Given exercise 1:
Edit the entries from the line containing "point: door window" down to the end of the entries, replacing "granite" with "marble" and leaving everything else unchanged. Leave the pictures out of your answer.

That may sound like an exaggeration, but it’s exactly what I see in our product.
Humans developing something already have context that agents don’t have yet. Most agents start a task with virtually no prior knowledge. And they start from zero every single time. That may improve in the future, but we’re not there yet.
Can agents get the job done? Yes. But without a thoughtfully implemented MCP server, they are awkwardly inefficient.
Seems to me that you're saying the MCP is a simplified API with good documentation geared towards agents. But if that's the case, could you not exposes the simplified interface as part of the API, instead of exposing it in MCP?
When it is part of the API, the agent still has the choice between multiple options. If it chooses the less efficient one, the request can become significantly more CPU- and token-intensive than necessary.
The problem is that the agent does not care. Its primary goal is to get the job done.
Maybe the agent is smart enough to choose the optimal path, but that strongly depends on the model being used. You also do not know who is on the other side. With a human-facing API, you can usually assume who is using it and what they want to achieve. Humans are generally lazy and tend to look for the most efficient solution.
An agent, however, will happily iterate through 1,000 users and fetch the online state for each one individually, even across multiple paginated requests if necessary.
You can provide an endpoint that returns the online states for all users at once. A human will most likely use that endpoint, but I have seen agents go completely wild on the other side. :D
At some point, you may get a response like “token limit reached.” But what do you do then? You give the agent more tokens and increase your bill, because you cannot even tell whether there was a more optimized way to achieve the same result.
In practice, this is a surprisingly tricky problem. :D

Input records:
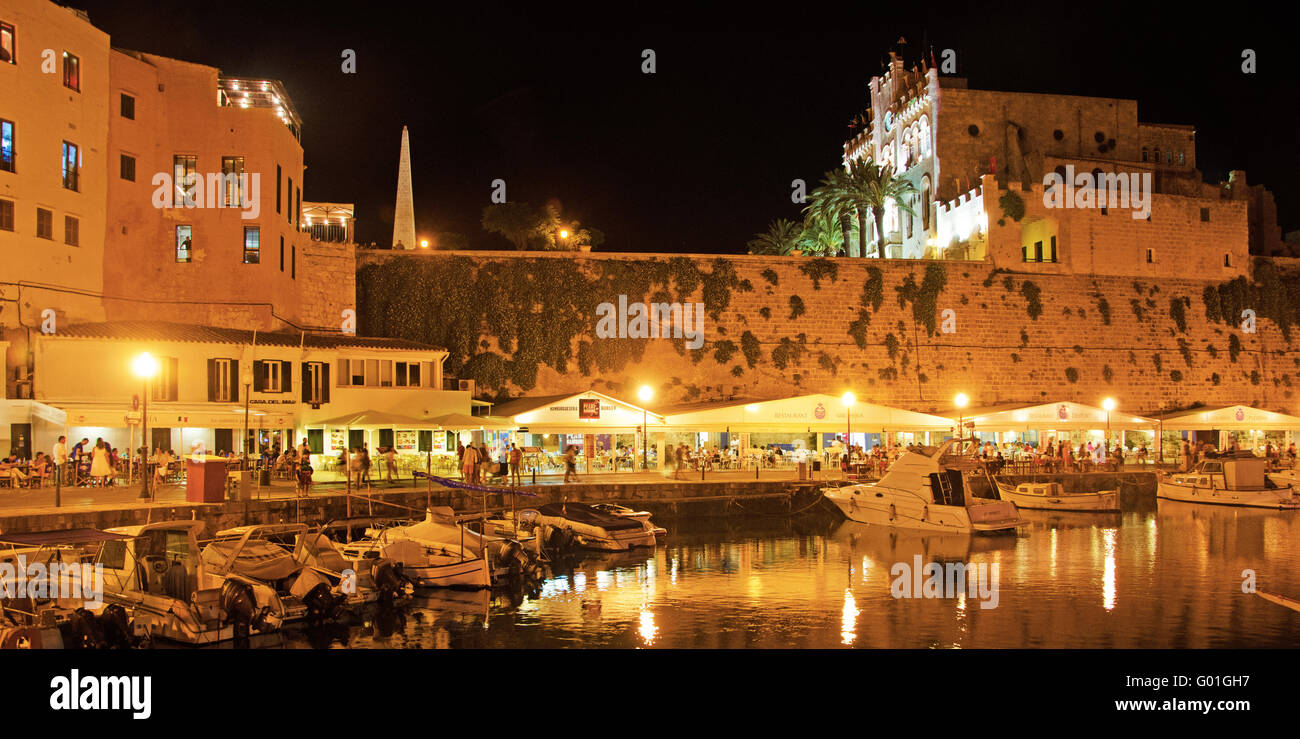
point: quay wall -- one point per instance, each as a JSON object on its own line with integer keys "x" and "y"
{"x": 789, "y": 325}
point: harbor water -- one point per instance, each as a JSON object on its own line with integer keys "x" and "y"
{"x": 1165, "y": 575}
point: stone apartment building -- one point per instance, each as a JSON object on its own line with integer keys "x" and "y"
{"x": 978, "y": 156}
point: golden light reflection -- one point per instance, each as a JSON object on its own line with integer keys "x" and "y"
{"x": 648, "y": 629}
{"x": 848, "y": 618}
{"x": 1108, "y": 578}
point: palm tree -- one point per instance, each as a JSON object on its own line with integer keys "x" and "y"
{"x": 832, "y": 203}
{"x": 872, "y": 188}
{"x": 781, "y": 238}
{"x": 820, "y": 236}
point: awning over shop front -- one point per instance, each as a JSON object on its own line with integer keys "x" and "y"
{"x": 462, "y": 422}
{"x": 376, "y": 419}
{"x": 815, "y": 413}
{"x": 1229, "y": 418}
{"x": 1052, "y": 416}
{"x": 583, "y": 413}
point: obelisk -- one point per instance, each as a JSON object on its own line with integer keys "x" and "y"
{"x": 403, "y": 216}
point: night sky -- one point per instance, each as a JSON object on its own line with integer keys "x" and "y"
{"x": 698, "y": 156}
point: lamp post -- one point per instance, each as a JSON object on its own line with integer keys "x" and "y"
{"x": 645, "y": 393}
{"x": 144, "y": 367}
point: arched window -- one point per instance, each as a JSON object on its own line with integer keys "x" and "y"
{"x": 924, "y": 203}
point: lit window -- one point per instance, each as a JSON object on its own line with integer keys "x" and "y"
{"x": 252, "y": 245}
{"x": 7, "y": 146}
{"x": 7, "y": 51}
{"x": 182, "y": 242}
{"x": 72, "y": 167}
{"x": 72, "y": 72}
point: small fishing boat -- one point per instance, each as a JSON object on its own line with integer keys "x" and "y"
{"x": 1238, "y": 479}
{"x": 1052, "y": 496}
{"x": 1281, "y": 600}
{"x": 287, "y": 588}
{"x": 926, "y": 489}
{"x": 593, "y": 528}
{"x": 642, "y": 515}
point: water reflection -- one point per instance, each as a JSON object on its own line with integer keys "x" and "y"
{"x": 1168, "y": 578}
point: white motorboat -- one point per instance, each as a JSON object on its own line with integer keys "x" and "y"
{"x": 1231, "y": 480}
{"x": 926, "y": 491}
{"x": 593, "y": 528}
{"x": 433, "y": 553}
{"x": 1052, "y": 496}
{"x": 287, "y": 588}
{"x": 642, "y": 515}
{"x": 159, "y": 575}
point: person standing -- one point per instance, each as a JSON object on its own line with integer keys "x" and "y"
{"x": 390, "y": 461}
{"x": 516, "y": 463}
{"x": 60, "y": 458}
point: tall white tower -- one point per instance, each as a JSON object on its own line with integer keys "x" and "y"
{"x": 403, "y": 216}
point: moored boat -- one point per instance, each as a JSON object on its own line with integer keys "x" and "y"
{"x": 926, "y": 489}
{"x": 1053, "y": 496}
{"x": 1231, "y": 480}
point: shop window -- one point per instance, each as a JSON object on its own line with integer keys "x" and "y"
{"x": 182, "y": 242}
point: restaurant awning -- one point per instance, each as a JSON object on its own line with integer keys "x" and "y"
{"x": 1064, "y": 415}
{"x": 462, "y": 422}
{"x": 1229, "y": 418}
{"x": 581, "y": 413}
{"x": 376, "y": 419}
{"x": 815, "y": 413}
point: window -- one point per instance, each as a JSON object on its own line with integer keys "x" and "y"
{"x": 222, "y": 380}
{"x": 72, "y": 167}
{"x": 232, "y": 169}
{"x": 44, "y": 224}
{"x": 182, "y": 242}
{"x": 252, "y": 245}
{"x": 7, "y": 146}
{"x": 72, "y": 72}
{"x": 164, "y": 385}
{"x": 185, "y": 180}
{"x": 7, "y": 50}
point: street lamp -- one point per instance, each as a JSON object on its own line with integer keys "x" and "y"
{"x": 1109, "y": 403}
{"x": 144, "y": 367}
{"x": 961, "y": 401}
{"x": 645, "y": 393}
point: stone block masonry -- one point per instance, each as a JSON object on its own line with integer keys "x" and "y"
{"x": 1015, "y": 336}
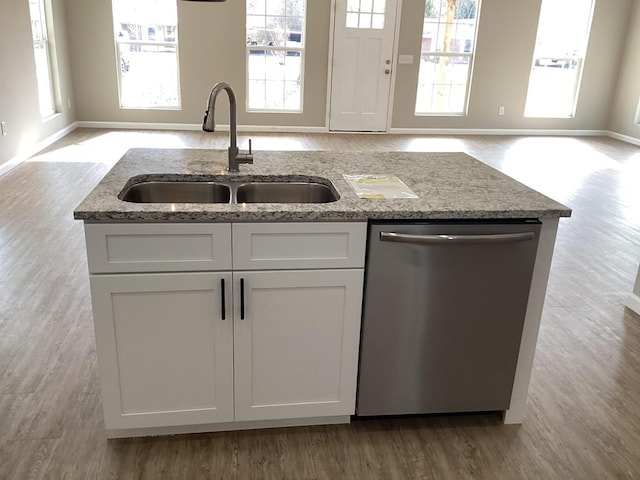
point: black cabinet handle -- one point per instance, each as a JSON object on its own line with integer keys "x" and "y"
{"x": 223, "y": 297}
{"x": 242, "y": 299}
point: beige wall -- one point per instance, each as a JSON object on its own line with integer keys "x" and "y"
{"x": 18, "y": 85}
{"x": 625, "y": 107}
{"x": 506, "y": 38}
{"x": 212, "y": 48}
{"x": 211, "y": 39}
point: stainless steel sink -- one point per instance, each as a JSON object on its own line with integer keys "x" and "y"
{"x": 288, "y": 189}
{"x": 177, "y": 192}
{"x": 285, "y": 192}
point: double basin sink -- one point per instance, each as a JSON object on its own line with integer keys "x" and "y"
{"x": 186, "y": 189}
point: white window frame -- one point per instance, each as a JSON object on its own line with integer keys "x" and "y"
{"x": 284, "y": 49}
{"x": 578, "y": 59}
{"x": 44, "y": 43}
{"x": 470, "y": 59}
{"x": 119, "y": 41}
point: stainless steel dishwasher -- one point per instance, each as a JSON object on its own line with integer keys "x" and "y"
{"x": 443, "y": 314}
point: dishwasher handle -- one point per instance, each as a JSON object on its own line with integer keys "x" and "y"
{"x": 456, "y": 239}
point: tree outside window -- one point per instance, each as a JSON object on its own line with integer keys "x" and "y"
{"x": 448, "y": 44}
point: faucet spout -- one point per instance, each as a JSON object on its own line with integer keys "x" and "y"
{"x": 209, "y": 125}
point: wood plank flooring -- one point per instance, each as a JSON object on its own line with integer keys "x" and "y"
{"x": 584, "y": 400}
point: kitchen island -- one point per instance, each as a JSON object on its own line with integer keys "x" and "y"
{"x": 310, "y": 256}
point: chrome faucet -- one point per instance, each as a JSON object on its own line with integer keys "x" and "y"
{"x": 209, "y": 125}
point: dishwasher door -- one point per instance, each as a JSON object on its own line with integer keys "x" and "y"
{"x": 443, "y": 314}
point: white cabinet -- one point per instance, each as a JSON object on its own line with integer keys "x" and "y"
{"x": 201, "y": 347}
{"x": 165, "y": 353}
{"x": 296, "y": 347}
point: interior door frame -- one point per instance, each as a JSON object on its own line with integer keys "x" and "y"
{"x": 394, "y": 63}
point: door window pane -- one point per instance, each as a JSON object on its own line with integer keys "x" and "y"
{"x": 359, "y": 14}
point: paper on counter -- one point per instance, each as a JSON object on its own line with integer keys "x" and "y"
{"x": 379, "y": 186}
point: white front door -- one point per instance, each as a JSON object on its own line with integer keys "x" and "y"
{"x": 363, "y": 39}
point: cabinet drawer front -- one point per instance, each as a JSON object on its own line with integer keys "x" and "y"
{"x": 268, "y": 246}
{"x": 158, "y": 247}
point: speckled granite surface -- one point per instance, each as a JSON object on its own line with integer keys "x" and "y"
{"x": 450, "y": 186}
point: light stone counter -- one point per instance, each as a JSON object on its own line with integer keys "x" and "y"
{"x": 450, "y": 186}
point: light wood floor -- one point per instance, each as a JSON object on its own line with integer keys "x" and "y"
{"x": 584, "y": 401}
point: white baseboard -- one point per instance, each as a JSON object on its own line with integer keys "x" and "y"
{"x": 398, "y": 131}
{"x": 193, "y": 126}
{"x": 633, "y": 302}
{"x": 497, "y": 131}
{"x": 33, "y": 149}
{"x": 624, "y": 138}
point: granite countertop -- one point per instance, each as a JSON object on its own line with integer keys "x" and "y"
{"x": 450, "y": 186}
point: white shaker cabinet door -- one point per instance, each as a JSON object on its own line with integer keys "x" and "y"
{"x": 296, "y": 343}
{"x": 165, "y": 352}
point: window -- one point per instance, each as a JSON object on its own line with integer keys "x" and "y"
{"x": 146, "y": 39}
{"x": 561, "y": 42}
{"x": 448, "y": 44}
{"x": 275, "y": 55}
{"x": 366, "y": 14}
{"x": 41, "y": 51}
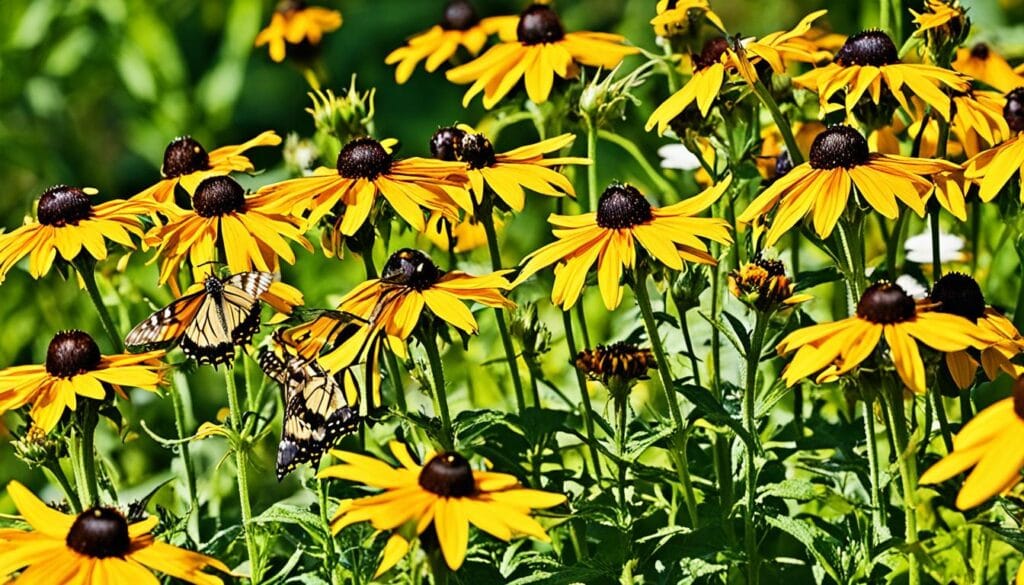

Given exercise 2:
Answer these questions about the thread on MCP servers.
(a) How much prior knowledge do most agents have when they start a task?
(b) How many users will an agent happily iterate through to fetch each one's online state individually?
(c) What response might you eventually get, according to the thread?

Correct answer 1:
point: door window pane -- one point per instance, each as a JSON object on its own line with integer keys "x" and "y"
{"x": 359, "y": 14}
point: paper on counter -- one point per instance, each as a JSON object on its own line with integer keys "x" and "y"
{"x": 379, "y": 186}
point: white front door -- one point per instance, each as a JSON object on its own line with integer keys "x" and "y"
{"x": 363, "y": 39}
point: cabinet drawer front -- one point per instance, each as a JSON object on its own line with integer keys "x" and "y"
{"x": 268, "y": 246}
{"x": 158, "y": 247}
point: speckled marble surface -- one point per instance, each as a JSON object on its own line with integer keys "x" and "y"
{"x": 450, "y": 186}
point: light stone counter -- one point per instance, each as a JSON object on its own line with integer keys "x" and "y"
{"x": 450, "y": 186}
point: light wood floor -- one point per instance, each as a JSON object on its own line with integer keys "x" and "y"
{"x": 584, "y": 401}
point: white baseboard -- one point per instance, each as a JSON object on its own line with integer keys "x" and "y"
{"x": 398, "y": 131}
{"x": 193, "y": 126}
{"x": 633, "y": 302}
{"x": 497, "y": 131}
{"x": 33, "y": 149}
{"x": 624, "y": 138}
point: marble countertop -- one point per instance, each as a JSON object on its own line with integer keys "x" and "y"
{"x": 450, "y": 186}
point: white shaker cabinet door -- one point per instance, each as a JSON object on its own line with integer keys "x" and "y"
{"x": 296, "y": 343}
{"x": 165, "y": 352}
point: window -- one point per instance, each as a JSON object on its own line with integer keys "x" and "y"
{"x": 146, "y": 39}
{"x": 561, "y": 42}
{"x": 448, "y": 44}
{"x": 275, "y": 55}
{"x": 366, "y": 14}
{"x": 41, "y": 51}

Correct answer 2:
(a) Virtually none.
(b) 1,000.
(c) "token limit reached."